*Rows*
○ ○ ○
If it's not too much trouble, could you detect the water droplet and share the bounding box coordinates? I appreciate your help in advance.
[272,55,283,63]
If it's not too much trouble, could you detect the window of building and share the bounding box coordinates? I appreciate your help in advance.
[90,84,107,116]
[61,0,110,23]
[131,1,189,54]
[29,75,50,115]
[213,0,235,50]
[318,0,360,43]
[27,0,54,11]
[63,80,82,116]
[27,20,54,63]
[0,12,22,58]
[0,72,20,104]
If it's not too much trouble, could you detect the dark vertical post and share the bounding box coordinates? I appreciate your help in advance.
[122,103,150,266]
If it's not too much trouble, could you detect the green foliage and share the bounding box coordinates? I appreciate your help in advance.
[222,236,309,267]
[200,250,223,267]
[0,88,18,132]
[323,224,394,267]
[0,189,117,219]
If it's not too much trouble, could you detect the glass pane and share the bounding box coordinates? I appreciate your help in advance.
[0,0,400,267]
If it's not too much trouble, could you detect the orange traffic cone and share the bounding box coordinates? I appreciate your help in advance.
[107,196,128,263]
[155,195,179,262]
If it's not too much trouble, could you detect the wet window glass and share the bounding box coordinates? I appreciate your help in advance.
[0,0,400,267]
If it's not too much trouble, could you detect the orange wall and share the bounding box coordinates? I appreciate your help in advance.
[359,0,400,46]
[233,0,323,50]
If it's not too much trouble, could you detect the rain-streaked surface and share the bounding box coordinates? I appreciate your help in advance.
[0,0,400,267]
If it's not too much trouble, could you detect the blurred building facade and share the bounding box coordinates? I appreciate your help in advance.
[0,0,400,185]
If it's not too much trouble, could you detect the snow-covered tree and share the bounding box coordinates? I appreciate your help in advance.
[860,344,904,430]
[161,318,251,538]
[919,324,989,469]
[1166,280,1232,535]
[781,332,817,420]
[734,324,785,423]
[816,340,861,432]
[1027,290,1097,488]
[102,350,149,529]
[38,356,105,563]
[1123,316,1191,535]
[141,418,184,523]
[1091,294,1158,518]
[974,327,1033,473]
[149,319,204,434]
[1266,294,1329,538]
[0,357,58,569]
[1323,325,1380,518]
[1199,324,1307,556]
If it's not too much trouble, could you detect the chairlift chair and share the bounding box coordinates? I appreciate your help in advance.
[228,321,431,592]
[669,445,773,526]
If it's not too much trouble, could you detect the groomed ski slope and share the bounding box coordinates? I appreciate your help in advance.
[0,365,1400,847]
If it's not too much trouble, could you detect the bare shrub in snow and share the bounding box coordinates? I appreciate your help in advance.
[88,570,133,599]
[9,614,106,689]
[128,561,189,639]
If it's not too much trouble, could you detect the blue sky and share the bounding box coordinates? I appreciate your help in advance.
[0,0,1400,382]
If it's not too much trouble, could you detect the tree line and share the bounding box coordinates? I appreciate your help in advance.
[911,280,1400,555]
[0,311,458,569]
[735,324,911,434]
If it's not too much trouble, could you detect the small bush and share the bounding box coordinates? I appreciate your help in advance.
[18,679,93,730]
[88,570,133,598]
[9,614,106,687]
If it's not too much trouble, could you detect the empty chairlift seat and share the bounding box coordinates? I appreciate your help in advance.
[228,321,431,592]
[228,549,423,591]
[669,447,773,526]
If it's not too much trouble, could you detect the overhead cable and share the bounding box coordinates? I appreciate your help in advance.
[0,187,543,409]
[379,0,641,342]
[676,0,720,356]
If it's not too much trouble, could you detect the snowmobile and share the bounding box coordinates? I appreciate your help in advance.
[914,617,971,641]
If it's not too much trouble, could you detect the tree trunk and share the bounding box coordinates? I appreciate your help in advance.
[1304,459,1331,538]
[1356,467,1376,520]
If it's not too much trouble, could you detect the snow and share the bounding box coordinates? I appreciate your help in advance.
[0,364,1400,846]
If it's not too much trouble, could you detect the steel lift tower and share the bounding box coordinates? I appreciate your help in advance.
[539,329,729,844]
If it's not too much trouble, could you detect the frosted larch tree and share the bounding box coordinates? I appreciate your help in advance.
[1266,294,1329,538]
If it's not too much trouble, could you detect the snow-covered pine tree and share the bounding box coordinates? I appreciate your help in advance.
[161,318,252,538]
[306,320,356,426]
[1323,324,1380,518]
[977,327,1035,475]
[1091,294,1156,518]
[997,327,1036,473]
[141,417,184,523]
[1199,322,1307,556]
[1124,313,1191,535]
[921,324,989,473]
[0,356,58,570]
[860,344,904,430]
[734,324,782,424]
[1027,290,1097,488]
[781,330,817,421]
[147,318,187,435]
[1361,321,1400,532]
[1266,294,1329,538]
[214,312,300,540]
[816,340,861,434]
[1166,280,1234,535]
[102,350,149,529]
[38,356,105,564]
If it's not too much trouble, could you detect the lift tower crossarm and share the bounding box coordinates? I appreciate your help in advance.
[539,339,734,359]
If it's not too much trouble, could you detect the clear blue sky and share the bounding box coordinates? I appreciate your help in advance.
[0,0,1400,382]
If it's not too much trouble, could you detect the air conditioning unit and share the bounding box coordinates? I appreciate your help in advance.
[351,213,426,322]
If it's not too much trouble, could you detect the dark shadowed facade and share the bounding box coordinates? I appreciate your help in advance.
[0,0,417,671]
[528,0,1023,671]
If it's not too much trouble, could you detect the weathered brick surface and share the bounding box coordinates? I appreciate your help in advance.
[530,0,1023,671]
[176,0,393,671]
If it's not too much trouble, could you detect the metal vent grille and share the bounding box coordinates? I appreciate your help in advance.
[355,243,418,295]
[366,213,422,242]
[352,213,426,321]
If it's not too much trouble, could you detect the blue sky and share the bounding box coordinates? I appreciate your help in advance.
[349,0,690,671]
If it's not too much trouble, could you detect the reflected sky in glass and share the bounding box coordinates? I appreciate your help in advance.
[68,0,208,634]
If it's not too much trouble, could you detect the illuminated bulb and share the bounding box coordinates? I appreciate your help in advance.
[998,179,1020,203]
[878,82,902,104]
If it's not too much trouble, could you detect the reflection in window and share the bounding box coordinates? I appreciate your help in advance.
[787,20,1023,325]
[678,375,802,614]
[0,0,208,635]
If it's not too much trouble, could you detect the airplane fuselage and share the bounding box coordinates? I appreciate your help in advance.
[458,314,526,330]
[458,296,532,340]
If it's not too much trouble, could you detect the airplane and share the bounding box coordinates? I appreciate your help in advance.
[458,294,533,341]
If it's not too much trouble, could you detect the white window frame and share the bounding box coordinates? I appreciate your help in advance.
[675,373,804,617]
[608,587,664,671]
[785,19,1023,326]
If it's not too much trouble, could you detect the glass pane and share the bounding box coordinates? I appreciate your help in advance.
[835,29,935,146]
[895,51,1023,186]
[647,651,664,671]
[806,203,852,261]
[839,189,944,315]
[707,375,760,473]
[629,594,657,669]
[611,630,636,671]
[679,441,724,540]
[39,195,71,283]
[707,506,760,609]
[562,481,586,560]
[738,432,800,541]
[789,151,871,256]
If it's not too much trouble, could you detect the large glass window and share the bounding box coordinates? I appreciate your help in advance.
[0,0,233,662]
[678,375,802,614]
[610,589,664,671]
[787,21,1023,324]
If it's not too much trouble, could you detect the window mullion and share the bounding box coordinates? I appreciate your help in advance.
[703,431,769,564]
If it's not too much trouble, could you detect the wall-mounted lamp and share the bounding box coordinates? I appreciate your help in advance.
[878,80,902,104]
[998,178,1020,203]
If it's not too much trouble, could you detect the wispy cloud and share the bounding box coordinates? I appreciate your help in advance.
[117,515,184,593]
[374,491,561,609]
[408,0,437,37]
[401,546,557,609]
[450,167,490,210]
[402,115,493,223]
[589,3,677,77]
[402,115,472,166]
○ ○ ○
*Work to complete*
Copy every line above word for word, changing nothing.

*Response to the exercise*
If it's not too much trouble, could you detect the water droplet and share the bounding box coordinates? I appreciate your help in advance.
[272,55,283,63]
If it's not too much trouble, could you detect the window of building and share the bounding box coordinates? I appreciate your help in advance.
[90,84,107,116]
[61,0,110,23]
[131,1,189,54]
[29,75,50,115]
[213,0,235,50]
[318,0,360,43]
[27,0,54,11]
[63,80,82,116]
[27,20,54,63]
[0,12,22,58]
[0,72,20,104]
If it's not too much trouble, could you detect the dark vertical post and share the bounding box coordinates? I appreciate your help in advance.
[122,103,150,266]
If it's not too much trouble, could you detect the green foliage and share the bounding box coordinates? I appreciate your help in advance.
[222,236,309,267]
[200,250,223,267]
[0,88,18,132]
[323,224,394,267]
[0,189,117,219]
If it's not too much trouble, could you detect the glass pane and share the bounding box coordinates? I appreciate your help in advance.
[0,0,400,267]
If it's not too much trouble, could you detect the orange traffic cone and share the bounding box coordinates? I appreciate your help in advance.
[107,196,128,263]
[155,195,179,262]
If it's not too much trouble, could you detect the wet window glass and share the bounding box coordinates? I appreciate your help in advance.
[0,0,400,267]
If it's not too much trouble, could you detect the orange wall and share the bounding box coordinates? I appreciate your help in advance.
[359,0,400,46]
[233,0,323,50]
If it's not too much trouble, could you detect the rain-streaked surface and share the bounding box coordinates? I appreciate your help in advance.
[0,0,400,267]
If it's not too much trouble, could you detect the blurred building facade and share the bounding box coordinates? I appreciate your help in advance.
[0,0,400,185]
If it's not too much trouble, could you detect the snow-covered tree and share the bounding box coordinates? I appreciate your help in advance.
[860,344,904,430]
[161,318,251,538]
[919,324,989,469]
[1166,280,1232,535]
[781,332,817,420]
[734,324,785,423]
[816,340,861,432]
[1027,290,1097,488]
[102,350,149,529]
[38,356,105,563]
[1123,316,1191,535]
[141,418,184,523]
[1091,294,1158,518]
[974,327,1033,473]
[149,319,204,434]
[1266,294,1329,538]
[0,357,58,569]
[1323,325,1380,518]
[1199,324,1307,556]
If it's not too much trouble, could you detect the chairlift chair and share the bounding box coordinates? I appreciate your help in advance.
[228,321,431,592]
[669,445,773,526]
If it's not too much trouble, could you detect the groomed ski slope and share the bounding box coordinates? I appreciate your help in advance.
[0,365,1400,847]
If it's not too much trouble, could you detect the bare shrub in snow and share the bounding box coordinates? I appreciate your help in advance.
[88,570,133,599]
[9,614,106,689]
[128,561,189,639]
If it's not too much trouble, could you detect the blue sky and share the bounding box coordinates? I appreciate your help in advance.
[0,0,1400,382]
If it's not too much trouble, could you detect the tree line and share the bounding box coordinates? I appreciate your help in advance.
[911,280,1400,555]
[0,311,458,569]
[735,324,911,434]
If it's not too much trouble, could you detect the small bush and share the bounding box coordinates? I appreciate your help in advance.
[18,679,93,730]
[88,570,133,598]
[9,614,106,687]
If it's not too much trouble, could you detect the empty chairlift seat and share the bounding box coordinates? I appreciate your help in advance.
[228,321,431,592]
[228,549,423,591]
[669,447,773,526]
If it's not too much trouble, could you detect the overhead cable and share the bounding box coordinates? I appreciate your help in advance.
[0,187,543,409]
[379,0,641,342]
[676,0,720,356]
If it's not too much trouble, could you detect the snowmobile and share the bounding box coordinates? I appreciate your help in advance.
[914,617,971,641]
If it's not too much trouble, could you detect the tree trunk and share the bounding box coordinates? I appreciate your help in advance.
[1304,459,1331,538]
[1356,467,1376,520]
If it's not too much trouble, could you detect the snow and share the bounding box coordinates? I appreciate your help in advance.
[0,364,1400,846]
If it's not too much trouble, could you detect the steel lift tower and share the bounding box coordinates? I appreciate your help in advance.
[539,329,729,844]
If it's not too much trouble, could you detect the frosted larch tree and share the bounding box coordinates? I appreciate your help in advance.
[1266,294,1329,538]
If it's not too much trouble, could you detect the snow-covered pine tree and share the bounding box coordinates? I appreciate your help in advance.
[161,318,252,538]
[306,320,356,426]
[1323,324,1380,518]
[977,327,1035,475]
[1091,294,1156,518]
[997,327,1036,473]
[141,417,184,523]
[1199,322,1307,556]
[1124,313,1191,535]
[921,324,989,473]
[0,356,58,570]
[860,344,904,430]
[734,324,782,424]
[1027,290,1097,488]
[781,330,817,421]
[147,318,187,435]
[1361,321,1400,532]
[1266,294,1329,538]
[214,312,300,540]
[816,340,861,434]
[1166,280,1234,535]
[102,350,149,529]
[38,356,105,564]
If it's not too much trouble, could you detect the lift tower crossarm and share the bounding box coordinates? I appreciate your help in advance.
[539,339,734,359]
If it's not too much trouble, could you detect the clear blue sky and share the bounding box coordinates? I appreciate your help in advance.
[0,0,1400,382]
If it's not too much trouble, could you detect the air conditioning unit and share the bounding box coordinates? I appreciate your help in advance.
[351,213,426,322]
If it's not too much trouble, could you detect the dark shadowed facade and share the bounding box coordinates? I appreciate your help in advance.
[0,0,417,671]
[528,0,1023,671]
If it's not too much trouble, could you detect the weathered brick surface and share the bounding box coordinates? I appreciate your help in advance.
[530,0,1023,671]
[176,0,393,671]
If it's not too much trouble, could you detect the metal vent grille and share the bounding box coordinates? I appreciate your help in advance.
[355,243,418,295]
[366,213,422,242]
[352,213,426,321]
If it's not too much trouble, could you detect the blue sky and share the bounding box coordinates? I appreciate your help in advance.
[349,0,690,671]
If it's not too much trouble, could you detect the reflected sky in glass and share the bounding box coordinates? I appreciate your help in advance.
[68,0,208,634]
If it's not too much trouble, could you detect the illuminated bulb and share the bounding box coordinates? I appreciate your help in advance.
[998,179,1020,203]
[878,82,902,104]
If it's not too much trouble, could you detect the reflection in window and share the bounding box coordinates? I appreciate your help in advance.
[787,20,1023,325]
[678,375,802,614]
[0,0,208,635]
If it's not too much trouble, could you detect the airplane fuselage and share the bounding box coordinates? I appreciate your help in advance.
[458,314,526,330]
[458,296,532,340]
If it's not too much trouble, could you detect the airplane and share the bounding box coordinates? I appreciate your help in advance.
[458,294,533,341]
If it's not too much trouble, could you detect the white window frame and share the bounding box coordinates? I appreciate your help in advance.
[675,373,804,617]
[608,587,664,671]
[785,19,1023,326]
If it's not too much trouble, could you detect the glass pane and share the bounding box coordinates? I appreciate your help in advance.
[835,29,935,146]
[895,51,1023,186]
[647,651,664,671]
[806,203,852,261]
[839,189,944,315]
[707,375,760,473]
[629,594,657,669]
[611,630,636,671]
[679,441,724,540]
[39,195,71,283]
[707,506,760,609]
[562,481,586,560]
[738,432,800,541]
[789,151,871,256]
If it's not too much trouble, could you detect the large glass window and share the bounding box coordinates? I appreciate your help in advance.
[0,0,233,662]
[678,375,802,614]
[610,589,664,671]
[787,21,1023,324]
If it's not too much trouble, could you detect the window mullion and share the bounding box coordinates? I appreciate your help in advance.
[703,431,769,564]
If it's not too much trouble, could you detect the wall-mounted lamp and share the bounding box coordinates? I appreciate your help in advance.
[878,80,902,104]
[998,178,1020,203]
If it's not too much trouble, could you detect the wispy cloud and share the bounding box coordinates? I appreciate your help in advance.
[117,515,184,593]
[374,491,561,609]
[408,0,437,37]
[401,546,557,609]
[450,167,490,210]
[402,115,493,223]
[589,3,677,77]
[402,115,472,166]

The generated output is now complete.